══ Texto proporcionado ══

Minimalismo existencial en Little Corn Island
De cuando me obsesioné por visitar Nicaragua y encontré el paraíso hecho isla
Cada cierto tiempo aparece en Instagram el típico reto o plantilla de stories que te invita a hacer inventario de todos los países que has visitado en tu vida. Una competición absurda para demostrar vete tú a saber qué y ascender en el Linkedin del viajero. Las medallas.
No voy a negar que, a veces, también yo caigo en ese recuento. Me gusta repasar mentalmente dónde he estado y todo lo que en aquel lugar sucedió, pero me lo guardo para mí o como recordatorio para mis escritos. Me gusta viajar con la mente y reencontrarme con ciertos lugares, así que hoy tampoco será el día en el que comparta esa cifra que, por supuesto, he vuelto a comprobar. Y no falla - de ahí esta postal-, siempre hay un país cuya presencia en la lista me sorprende. Siempre el mismo.
Nicaragua.
Me pregunto en qué estaba pensando en 2016 para que se convirtiese en una auténtica obsesión.
Nueve años después sigo sin entenderlo, aunque podría inventarme muchas excusas o justificaciones. No fue un buen año para mí emocionalmente, aunque sí un año en el que todo comenzó a transformarse y pasé de querer volver a Filipinas e instalarme durante meses en una cabaña del todavía no explotado El Nido a escaparme medio atormentada y quebrada a Nicaragua. También algo ilusionada, aunque la Laura de entonces no era consciente.
Solo fue un buen viaje al final del trayecto, cuando me quedé sola. Las dos primeras semanas las compartí con una amiga viajera que, al igual que había hecho yo un año atrás, había dejado el trabajo para viajar por el mundo. Nos encontramos en León tras la brillante idea - nunca más- de compartir tres horas de carretera y lluvia con un desconocido con el que compartí taxi en el aeropuerto. Tampoco sé en que estaba pensando entonces para subirme a su coche. Reconozco que pasé miedo.

═══
══ Material mostrado ══

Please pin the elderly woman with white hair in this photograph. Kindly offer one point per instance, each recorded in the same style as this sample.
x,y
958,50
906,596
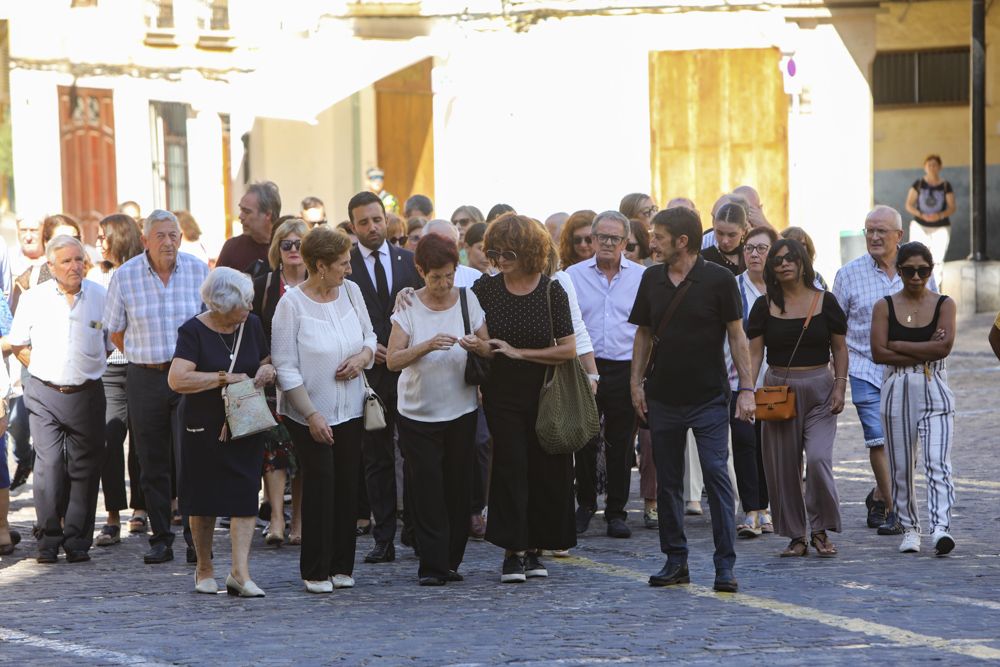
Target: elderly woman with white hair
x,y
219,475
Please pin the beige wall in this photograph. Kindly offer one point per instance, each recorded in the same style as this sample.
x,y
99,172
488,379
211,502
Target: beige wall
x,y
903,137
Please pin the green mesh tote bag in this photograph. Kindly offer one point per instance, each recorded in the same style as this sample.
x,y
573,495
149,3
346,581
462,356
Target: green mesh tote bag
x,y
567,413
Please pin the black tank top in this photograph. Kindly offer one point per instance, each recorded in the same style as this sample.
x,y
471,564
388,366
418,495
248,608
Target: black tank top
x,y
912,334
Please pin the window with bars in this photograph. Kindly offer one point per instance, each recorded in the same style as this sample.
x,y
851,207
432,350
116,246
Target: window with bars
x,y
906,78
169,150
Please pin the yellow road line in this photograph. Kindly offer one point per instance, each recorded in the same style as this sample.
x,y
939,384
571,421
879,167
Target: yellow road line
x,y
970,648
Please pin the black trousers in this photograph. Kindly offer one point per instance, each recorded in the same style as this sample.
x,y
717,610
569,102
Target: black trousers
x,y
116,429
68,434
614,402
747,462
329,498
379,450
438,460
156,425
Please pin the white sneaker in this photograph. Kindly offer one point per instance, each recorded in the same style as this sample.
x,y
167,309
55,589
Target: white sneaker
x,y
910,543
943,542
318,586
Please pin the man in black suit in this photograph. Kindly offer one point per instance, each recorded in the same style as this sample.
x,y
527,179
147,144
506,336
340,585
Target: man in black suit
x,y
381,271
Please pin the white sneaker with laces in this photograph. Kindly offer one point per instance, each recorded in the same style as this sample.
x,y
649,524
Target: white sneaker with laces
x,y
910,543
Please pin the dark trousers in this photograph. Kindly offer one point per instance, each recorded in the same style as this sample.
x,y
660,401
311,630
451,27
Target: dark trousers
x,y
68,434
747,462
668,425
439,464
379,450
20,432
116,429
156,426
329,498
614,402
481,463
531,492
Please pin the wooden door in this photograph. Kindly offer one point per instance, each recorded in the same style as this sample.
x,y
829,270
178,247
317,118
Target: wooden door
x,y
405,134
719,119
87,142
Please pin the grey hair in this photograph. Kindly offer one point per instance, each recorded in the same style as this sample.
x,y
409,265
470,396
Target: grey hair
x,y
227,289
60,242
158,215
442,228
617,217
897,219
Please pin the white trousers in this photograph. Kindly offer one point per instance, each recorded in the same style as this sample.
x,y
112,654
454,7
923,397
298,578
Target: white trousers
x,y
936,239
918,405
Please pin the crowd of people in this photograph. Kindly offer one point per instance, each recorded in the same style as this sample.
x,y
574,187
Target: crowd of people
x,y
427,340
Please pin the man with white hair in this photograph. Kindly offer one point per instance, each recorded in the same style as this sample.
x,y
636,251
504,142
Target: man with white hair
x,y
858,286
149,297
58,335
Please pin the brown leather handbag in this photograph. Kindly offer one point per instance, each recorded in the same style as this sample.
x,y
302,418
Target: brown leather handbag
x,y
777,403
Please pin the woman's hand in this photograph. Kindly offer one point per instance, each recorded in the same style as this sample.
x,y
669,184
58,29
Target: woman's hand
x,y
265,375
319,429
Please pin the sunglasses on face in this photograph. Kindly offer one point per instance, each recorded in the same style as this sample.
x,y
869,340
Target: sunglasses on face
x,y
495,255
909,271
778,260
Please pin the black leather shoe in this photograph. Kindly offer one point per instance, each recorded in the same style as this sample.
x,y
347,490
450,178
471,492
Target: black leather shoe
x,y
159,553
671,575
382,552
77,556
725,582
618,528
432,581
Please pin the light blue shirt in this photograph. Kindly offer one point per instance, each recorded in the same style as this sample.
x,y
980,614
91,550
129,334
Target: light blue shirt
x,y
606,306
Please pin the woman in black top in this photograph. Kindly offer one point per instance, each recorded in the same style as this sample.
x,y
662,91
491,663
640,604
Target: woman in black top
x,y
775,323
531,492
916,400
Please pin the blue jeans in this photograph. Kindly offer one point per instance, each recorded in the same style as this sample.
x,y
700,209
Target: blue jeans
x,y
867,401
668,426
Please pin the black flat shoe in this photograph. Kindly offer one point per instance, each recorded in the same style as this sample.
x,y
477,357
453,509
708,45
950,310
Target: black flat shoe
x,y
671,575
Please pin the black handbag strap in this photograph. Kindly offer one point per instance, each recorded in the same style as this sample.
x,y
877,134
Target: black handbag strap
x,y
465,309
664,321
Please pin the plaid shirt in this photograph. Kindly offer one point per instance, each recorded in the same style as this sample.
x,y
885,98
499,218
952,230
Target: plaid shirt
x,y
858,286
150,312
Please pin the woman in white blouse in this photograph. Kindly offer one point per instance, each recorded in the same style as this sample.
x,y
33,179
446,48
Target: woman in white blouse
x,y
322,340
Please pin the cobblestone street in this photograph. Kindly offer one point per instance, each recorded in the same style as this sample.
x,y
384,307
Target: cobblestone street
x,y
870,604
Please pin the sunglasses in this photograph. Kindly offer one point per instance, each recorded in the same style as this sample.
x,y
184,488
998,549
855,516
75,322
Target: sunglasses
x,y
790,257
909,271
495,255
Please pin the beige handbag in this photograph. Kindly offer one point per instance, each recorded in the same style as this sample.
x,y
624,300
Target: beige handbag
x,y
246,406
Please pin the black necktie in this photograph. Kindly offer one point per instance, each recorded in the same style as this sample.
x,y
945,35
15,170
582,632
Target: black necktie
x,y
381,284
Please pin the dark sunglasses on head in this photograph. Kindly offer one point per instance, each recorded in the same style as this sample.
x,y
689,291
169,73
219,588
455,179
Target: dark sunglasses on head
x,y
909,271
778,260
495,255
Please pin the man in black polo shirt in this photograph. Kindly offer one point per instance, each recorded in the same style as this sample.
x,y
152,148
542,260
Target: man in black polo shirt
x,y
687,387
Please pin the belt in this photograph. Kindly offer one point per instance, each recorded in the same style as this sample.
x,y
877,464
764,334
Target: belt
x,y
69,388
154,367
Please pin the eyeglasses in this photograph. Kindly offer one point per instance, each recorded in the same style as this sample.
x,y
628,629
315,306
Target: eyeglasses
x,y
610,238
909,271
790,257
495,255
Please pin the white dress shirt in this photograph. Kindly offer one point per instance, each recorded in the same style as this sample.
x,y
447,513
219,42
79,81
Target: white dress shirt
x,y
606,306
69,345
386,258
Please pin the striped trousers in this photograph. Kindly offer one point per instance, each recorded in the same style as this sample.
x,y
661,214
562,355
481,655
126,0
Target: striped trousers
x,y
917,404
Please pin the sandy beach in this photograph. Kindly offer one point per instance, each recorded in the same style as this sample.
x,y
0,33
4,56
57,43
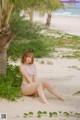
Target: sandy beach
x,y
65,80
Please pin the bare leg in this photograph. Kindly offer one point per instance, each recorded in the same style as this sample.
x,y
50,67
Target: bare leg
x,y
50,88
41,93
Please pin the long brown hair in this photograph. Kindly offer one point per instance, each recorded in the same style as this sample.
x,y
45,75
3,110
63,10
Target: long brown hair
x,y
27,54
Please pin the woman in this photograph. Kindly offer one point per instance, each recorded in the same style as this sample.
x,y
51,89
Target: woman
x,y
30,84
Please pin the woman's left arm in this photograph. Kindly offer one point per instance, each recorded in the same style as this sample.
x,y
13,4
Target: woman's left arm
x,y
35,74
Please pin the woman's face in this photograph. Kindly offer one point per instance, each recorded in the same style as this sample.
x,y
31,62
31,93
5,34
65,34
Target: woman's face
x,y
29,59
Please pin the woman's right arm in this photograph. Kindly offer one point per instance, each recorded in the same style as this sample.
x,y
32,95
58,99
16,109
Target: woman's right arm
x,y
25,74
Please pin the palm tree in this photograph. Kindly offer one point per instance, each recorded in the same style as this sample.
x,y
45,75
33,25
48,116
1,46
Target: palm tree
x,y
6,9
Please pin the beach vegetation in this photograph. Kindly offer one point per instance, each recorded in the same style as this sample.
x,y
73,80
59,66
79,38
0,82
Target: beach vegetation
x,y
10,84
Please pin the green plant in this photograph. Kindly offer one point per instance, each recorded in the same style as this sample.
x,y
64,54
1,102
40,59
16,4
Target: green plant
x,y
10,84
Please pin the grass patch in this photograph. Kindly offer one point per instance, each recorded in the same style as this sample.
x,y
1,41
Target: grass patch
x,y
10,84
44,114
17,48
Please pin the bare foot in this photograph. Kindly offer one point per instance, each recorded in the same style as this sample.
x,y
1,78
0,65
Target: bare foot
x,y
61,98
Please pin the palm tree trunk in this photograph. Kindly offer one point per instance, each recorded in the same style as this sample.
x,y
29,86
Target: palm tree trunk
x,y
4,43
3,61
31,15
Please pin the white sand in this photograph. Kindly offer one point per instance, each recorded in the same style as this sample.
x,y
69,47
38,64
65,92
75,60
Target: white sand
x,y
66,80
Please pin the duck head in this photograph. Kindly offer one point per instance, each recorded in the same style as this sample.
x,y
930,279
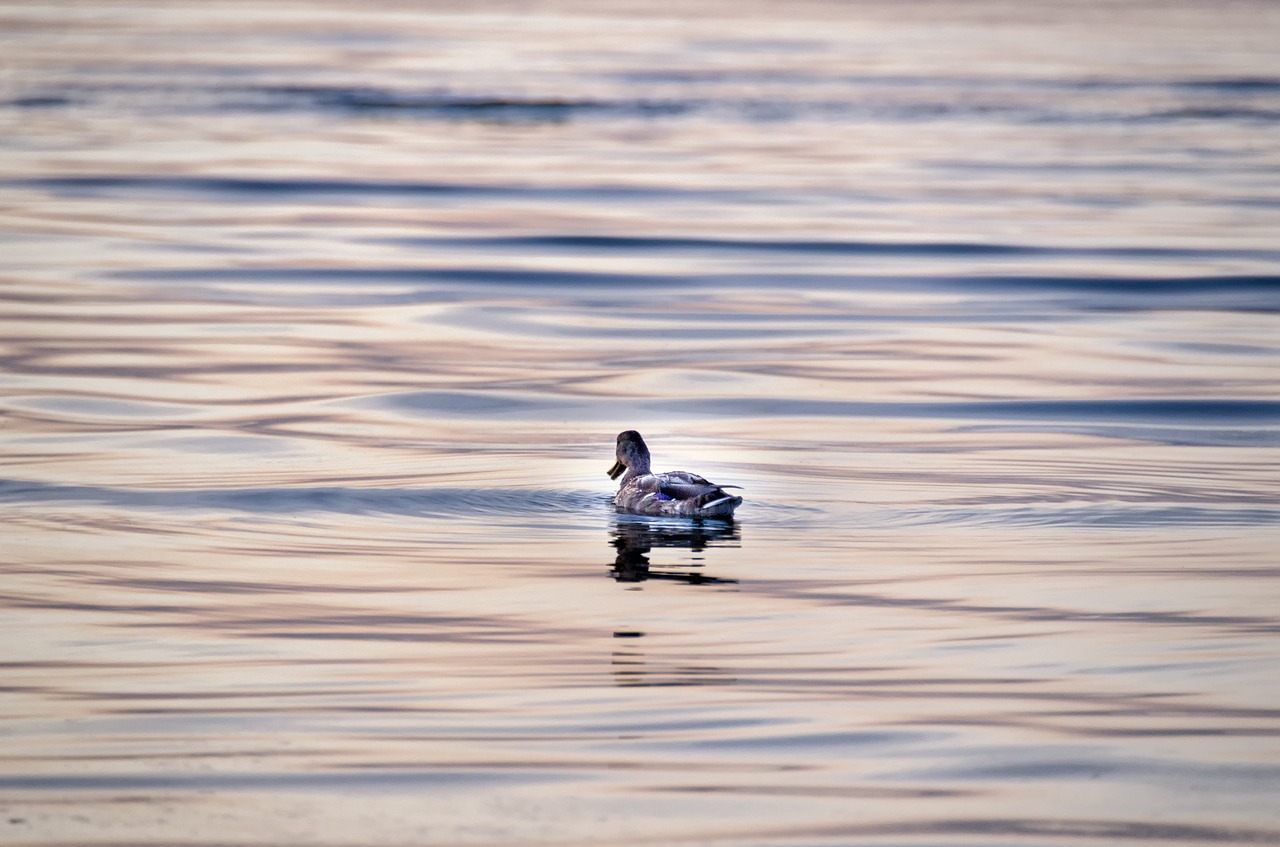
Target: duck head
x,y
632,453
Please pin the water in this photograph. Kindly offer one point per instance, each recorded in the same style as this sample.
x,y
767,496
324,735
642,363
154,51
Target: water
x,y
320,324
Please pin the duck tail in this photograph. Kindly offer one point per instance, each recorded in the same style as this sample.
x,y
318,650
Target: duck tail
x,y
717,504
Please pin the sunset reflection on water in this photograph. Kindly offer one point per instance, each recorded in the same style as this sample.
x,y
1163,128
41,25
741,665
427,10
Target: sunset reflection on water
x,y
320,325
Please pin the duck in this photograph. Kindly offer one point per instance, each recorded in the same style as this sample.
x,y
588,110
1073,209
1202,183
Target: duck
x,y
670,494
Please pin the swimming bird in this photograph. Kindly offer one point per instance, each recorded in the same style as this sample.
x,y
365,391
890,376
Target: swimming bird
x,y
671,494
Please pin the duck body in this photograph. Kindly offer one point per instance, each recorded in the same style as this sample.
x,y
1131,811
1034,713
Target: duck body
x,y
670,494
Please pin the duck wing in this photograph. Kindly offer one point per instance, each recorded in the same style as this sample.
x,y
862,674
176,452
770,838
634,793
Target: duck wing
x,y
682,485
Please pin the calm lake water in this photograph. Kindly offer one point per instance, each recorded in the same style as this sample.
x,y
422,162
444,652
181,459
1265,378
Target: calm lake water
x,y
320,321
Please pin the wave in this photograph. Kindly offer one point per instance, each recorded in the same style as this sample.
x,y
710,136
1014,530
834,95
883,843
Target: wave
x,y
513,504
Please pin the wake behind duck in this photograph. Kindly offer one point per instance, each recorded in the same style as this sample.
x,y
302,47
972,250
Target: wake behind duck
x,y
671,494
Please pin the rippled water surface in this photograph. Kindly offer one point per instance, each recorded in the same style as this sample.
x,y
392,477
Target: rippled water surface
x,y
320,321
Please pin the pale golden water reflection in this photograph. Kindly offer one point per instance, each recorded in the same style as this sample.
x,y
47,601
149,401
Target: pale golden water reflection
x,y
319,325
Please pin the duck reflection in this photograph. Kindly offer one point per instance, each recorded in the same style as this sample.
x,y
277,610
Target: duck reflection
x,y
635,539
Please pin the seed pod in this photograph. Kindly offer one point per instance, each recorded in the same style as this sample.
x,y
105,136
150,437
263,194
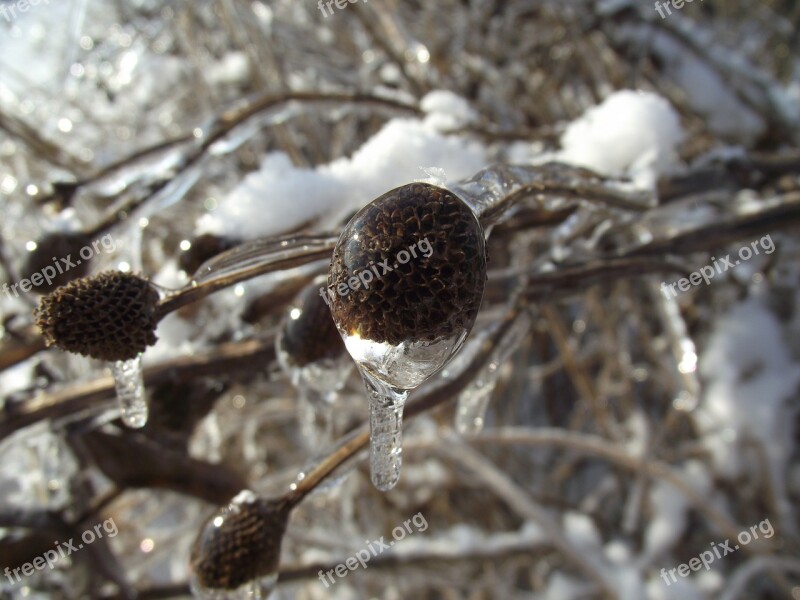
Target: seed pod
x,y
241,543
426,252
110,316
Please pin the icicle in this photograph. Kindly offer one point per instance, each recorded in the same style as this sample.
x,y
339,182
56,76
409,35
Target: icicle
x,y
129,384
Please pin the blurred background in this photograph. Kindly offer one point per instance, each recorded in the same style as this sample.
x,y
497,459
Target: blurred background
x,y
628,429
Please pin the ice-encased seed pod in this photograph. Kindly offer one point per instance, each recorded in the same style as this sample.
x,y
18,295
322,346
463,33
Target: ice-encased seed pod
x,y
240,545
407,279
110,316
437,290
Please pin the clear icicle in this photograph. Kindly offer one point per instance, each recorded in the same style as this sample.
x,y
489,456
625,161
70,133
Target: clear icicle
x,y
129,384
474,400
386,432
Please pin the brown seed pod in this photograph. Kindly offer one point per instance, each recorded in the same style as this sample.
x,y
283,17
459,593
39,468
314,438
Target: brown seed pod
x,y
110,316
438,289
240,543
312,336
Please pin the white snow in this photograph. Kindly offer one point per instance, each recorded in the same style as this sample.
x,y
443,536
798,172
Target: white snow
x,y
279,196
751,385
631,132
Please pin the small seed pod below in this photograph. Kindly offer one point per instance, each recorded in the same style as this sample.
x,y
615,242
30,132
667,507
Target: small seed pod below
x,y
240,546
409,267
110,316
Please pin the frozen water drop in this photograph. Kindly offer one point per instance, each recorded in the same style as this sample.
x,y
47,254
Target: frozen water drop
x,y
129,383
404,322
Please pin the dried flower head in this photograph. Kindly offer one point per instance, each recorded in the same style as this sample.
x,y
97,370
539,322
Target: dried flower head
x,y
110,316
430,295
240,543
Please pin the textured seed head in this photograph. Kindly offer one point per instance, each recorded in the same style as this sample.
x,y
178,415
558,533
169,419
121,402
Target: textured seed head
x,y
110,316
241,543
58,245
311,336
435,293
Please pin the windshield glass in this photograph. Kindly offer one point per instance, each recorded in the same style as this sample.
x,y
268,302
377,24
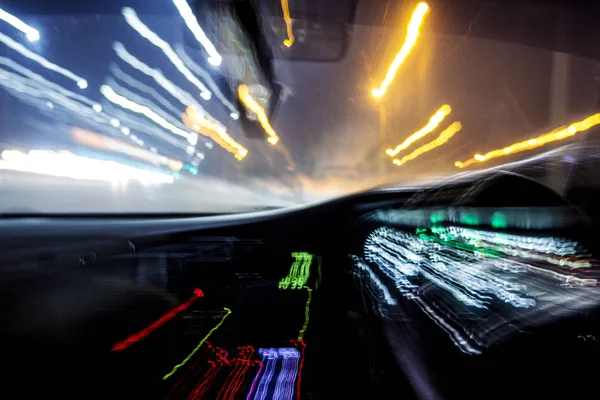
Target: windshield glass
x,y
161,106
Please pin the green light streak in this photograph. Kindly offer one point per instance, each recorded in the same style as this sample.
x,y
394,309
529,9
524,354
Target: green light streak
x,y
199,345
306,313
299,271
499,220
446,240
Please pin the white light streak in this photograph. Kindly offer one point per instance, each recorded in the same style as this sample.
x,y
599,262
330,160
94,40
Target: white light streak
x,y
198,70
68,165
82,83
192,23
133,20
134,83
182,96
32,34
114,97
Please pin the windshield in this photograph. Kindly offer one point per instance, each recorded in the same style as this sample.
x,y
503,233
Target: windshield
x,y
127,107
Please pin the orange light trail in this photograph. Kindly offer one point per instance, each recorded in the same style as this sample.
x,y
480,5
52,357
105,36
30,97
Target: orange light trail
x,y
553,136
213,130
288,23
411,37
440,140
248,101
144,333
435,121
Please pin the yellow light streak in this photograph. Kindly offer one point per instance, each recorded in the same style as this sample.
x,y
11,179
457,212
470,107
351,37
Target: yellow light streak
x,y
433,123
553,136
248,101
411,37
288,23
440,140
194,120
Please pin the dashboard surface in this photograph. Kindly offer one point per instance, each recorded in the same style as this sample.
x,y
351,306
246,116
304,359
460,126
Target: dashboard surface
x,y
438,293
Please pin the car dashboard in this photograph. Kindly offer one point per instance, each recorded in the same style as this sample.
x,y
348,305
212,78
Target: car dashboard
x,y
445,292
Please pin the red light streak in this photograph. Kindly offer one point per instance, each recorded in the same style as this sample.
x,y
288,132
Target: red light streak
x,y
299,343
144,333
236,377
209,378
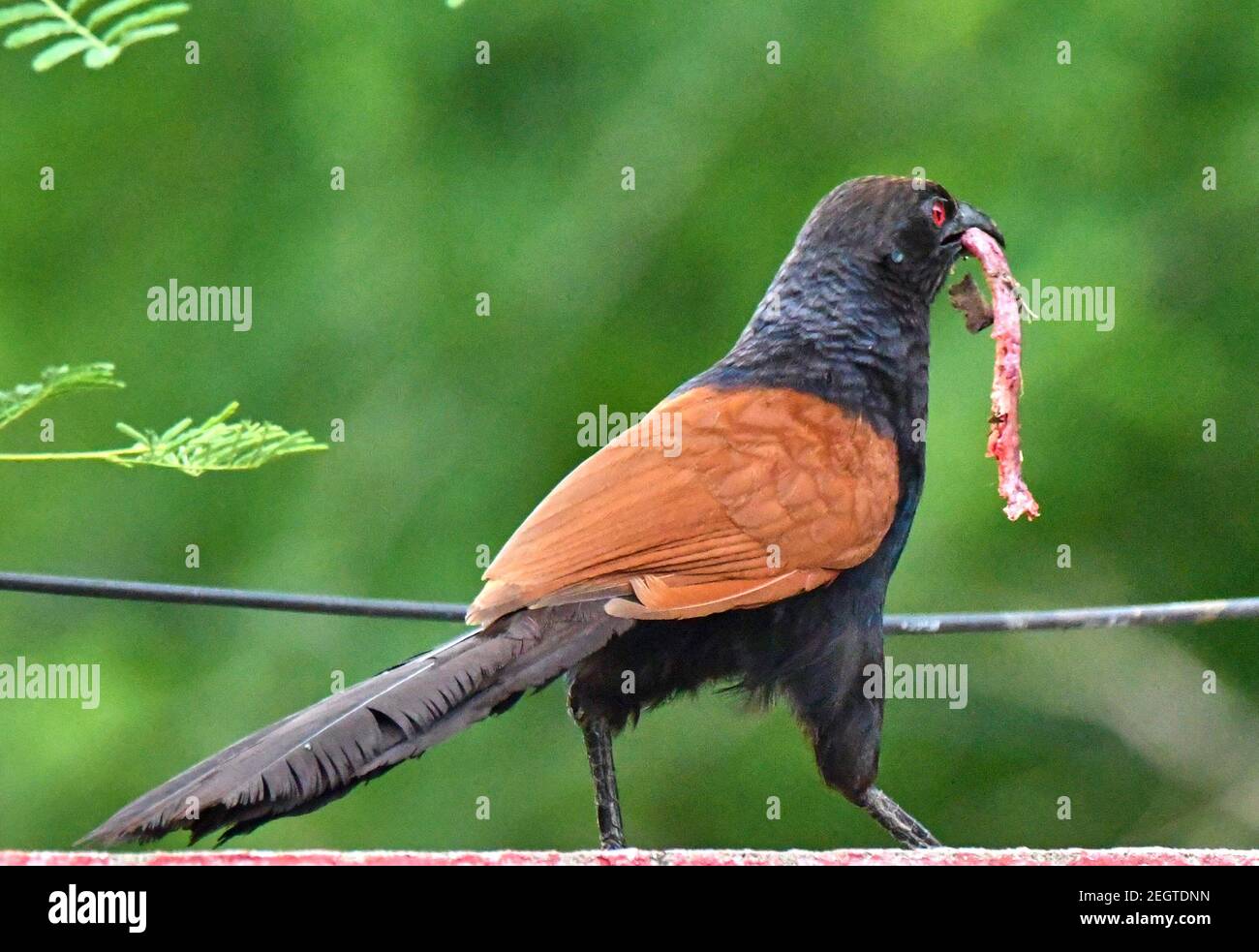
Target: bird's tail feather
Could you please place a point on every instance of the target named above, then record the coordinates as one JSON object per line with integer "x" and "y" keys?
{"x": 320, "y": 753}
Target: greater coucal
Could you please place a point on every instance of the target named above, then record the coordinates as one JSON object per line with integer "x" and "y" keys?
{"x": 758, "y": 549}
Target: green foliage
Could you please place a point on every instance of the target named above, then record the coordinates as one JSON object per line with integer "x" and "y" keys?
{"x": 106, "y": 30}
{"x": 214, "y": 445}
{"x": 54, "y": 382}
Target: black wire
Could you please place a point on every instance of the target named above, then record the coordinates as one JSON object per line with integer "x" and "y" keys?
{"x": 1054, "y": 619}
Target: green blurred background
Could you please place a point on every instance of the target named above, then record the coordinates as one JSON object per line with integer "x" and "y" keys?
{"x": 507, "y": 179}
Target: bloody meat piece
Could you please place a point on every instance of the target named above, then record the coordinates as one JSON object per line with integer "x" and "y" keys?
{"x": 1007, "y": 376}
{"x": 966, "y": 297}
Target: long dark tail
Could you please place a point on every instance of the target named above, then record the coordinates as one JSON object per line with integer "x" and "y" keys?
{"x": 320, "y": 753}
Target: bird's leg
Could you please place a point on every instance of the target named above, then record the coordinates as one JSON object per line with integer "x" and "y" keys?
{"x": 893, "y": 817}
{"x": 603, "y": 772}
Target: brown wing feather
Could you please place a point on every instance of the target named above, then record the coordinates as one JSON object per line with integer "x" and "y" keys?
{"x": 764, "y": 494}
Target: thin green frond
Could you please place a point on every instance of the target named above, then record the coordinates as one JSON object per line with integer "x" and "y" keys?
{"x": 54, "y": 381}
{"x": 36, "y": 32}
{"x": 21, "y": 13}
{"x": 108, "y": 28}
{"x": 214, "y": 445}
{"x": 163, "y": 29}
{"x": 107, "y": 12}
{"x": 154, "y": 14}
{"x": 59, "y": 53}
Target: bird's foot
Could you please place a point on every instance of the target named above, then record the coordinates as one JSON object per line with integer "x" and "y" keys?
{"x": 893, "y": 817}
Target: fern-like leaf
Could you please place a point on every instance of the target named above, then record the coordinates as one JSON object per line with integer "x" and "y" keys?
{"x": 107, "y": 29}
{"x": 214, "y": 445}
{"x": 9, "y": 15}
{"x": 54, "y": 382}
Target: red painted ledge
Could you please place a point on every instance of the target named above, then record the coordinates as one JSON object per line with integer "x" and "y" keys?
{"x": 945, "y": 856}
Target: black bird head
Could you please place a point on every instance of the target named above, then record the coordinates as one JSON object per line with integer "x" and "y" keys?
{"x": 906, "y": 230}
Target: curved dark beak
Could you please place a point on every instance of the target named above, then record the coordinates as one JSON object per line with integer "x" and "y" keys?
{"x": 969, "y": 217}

═══

Consigna dada 1 >> Reproduce del relato sobre Little Corn Island el fragmento que comienza con "No voy a negar" y continúa hasta "una auténtica obsesión.", sin alterar ninguna palabra.
Consigna dada 2 >> Escribe lo que sigue al relato del viaje a Nicaragua, a partir de su última oración.

Respuesta escrita 1 >>
No voy a negar que, a veces, también yo caigo en ese recuento. Me gusta repasar mentalmente dónde he estado y todo lo que en aquel lugar sucedió, pero me lo guardo para mí o como recordatorio para mis escritos. Me gusta viajar con la mente y reencontrarme con ciertos lugares, así que hoy tampoco será el día en el que comparta esa cifra que, por supuesto, he vuelto a comprobar. Y no falla - de ahí esta postal-, siempre hay un país cuya presencia en la lista me sorprende. Siempre el mismo.
Nicaragua.
Me pregunto en qué estaba pensando en 2016 para que se convirtiese en una auténtica obsesión.

Respuesta escrita 2 >>
No conecté ni con mi amiga ni con las ciudades del país ni con su gente. En defensa de todo ello reconozco que no era mi mejor momento, pero aun así, no me sentí a gusto o segura. El ambiente ya se intuía políticamente complicado para entonces. Los días pasaron, aluciné con el volcán Masaya y poco más… hasta que una isla, no podía ser de otra manera, se cruzó en mi trayecto y aterricé en Little Corn Islan.
La postal de hoy y de aquel viaje.
Hoy me pierdo recordando una isla en la que pensé en quedarme un tiempo y desaparecer. La isla contaba entonces con una calle principal junto al destartalado muelle con varios restaurantes de expatriados. Americanos y franceses, especialmente. Si seguías el camino hacia la izquierda, además de un campo de fútbol, encontrabas el lugar en el que vivían los autóctonos, que apenas se relacionaban con los extranjeros. Tampoco los extranjeros con ellos. Decían que era peligroso acercase a aquel lugar por la noche. Lo desconocido siempre lo es, aunque me pregunto si más que peligroso, no resultaba molesto para los extranjeros en su pequeña réplica del paraíso y si simplemente no eran bien recibidos por los locales, apartados de casi todo lo que era suyo.
Reconozco que tampoco yo me adentré en exceso en aquella zona, aunque había que cruzarla para llegar a una zona de cabañas regentadas por unos gemelos franceses -y qué gemelos- y a la playa más tranquila de una isla minúscula e invadida por la selva. En el bar de aquella playa descubrí la magia del agua de coco para las resacas y para cualquier otro mal del cuerpo, los tacos de langosta recién pescada y el flow caribeño.
No había nada que hacer, pero lo era todo. Ensoñación, salitre, coco y pescado. Rones y conversaciones nocturnas. Desconexión máxima y real. Suena a tópico, pero no lo es del todo. La isla se quedaba sin electricidad entre las 6 y las 15 h. Todos los días, así que realmente no había manera de conectarse con el exterior ni de hacer gran cosa. Dejar pasar el tiempo, leer y compartir con las pocas personas que allí estábamos.
Minimalismo existencial.
Creo que por eso me sentí tan a gusto allí, aislada e islada después de unos meses muy intensos y desubicados. Tanto que retrasé un día la salida de la isla y casi no llego al vuelo de regreso en el que, como siempre me sucedía por aquel entonces, me puse mala. Tengo la teoría de que mi cuerpo se rebelaba cada vez que tocaba volver a casa y no quería.
No creo que hoy en día sean buenos tiempos para visitar Nicaragua, pero por si hay alguna valiente en la sala aquí os dejo la ruta que yo hice hace nueve años: León-Cerro Negor-Masaya-Granada-Ometepe-San Juan del Sur-Little Corn Islanda-Granada (para evitar la capital Managua) y Barcelona vía Miami.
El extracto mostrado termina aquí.